ところが、電波と光波の中間領域に位置するテラヘルツ波は、ステルス機の表面をコーティングしている電波吸収材を透過し、その下にある機体本体の金属に当たって反射します。そのため、通常の非ステルス機と同じように探知できるようです」
このテラヘルツ波は、がん細胞を区別するケミカル顕微鏡などの医療分野や、テロ対策のためのセキュリティ検査などに利用するべく、各国で盛んに研究・開発が進んでいる。中国はこれを軍事利用することで、現在世界最強といわれる米空軍のステルス戦闘機F-22や、日本の航空自衛隊も導入したF-35を「時代遅れにする」と息巻いている、という構図だ。
ただし、これがすぐに実用化されるわけではないと石川氏は言う。
「テラヘルツ波には、大気中の水蒸気により減衰してしまうという特性がある。そのため、有効距離を延ばすには巨大なアンテナや大出力の電源が不可欠で、今回のプロトタイプもかなり大型の装置になっているはず。少なくとも現段階では、航空機への搭載は不可能のようです」

▶ _提示資料_:
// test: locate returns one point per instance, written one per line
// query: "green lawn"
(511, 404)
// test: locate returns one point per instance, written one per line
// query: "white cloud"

▶ _作業内容_:
[1] 提示文によると、テラヘルツ波を減衰させるものは何か。
[2] 提示文のうち、「このテラヘルツ波は、がん細胞」で始まり「息巻いている、という構図だ。」で終わる部分を一字も変えずに書き写すこと。
提示文の内容だけを根拠にすること。

▶ _番号別の解答_:
[1] 大気中の水蒸気。

[2]
このテラヘルツ波は、がん細胞を区別するケミカル顕微鏡などの医療分野や、テロ対策のためのセキュリティ検査などに利用するべく、各国で盛んに研究・開発が進んでいる。中国はこれを軍事利用することで、現在世界最強といわれる米空軍のステルス戦闘機F-22や、日本の航空自衛隊も導入したF-35を「時代遅れにする」と息巻いている、という構図だ。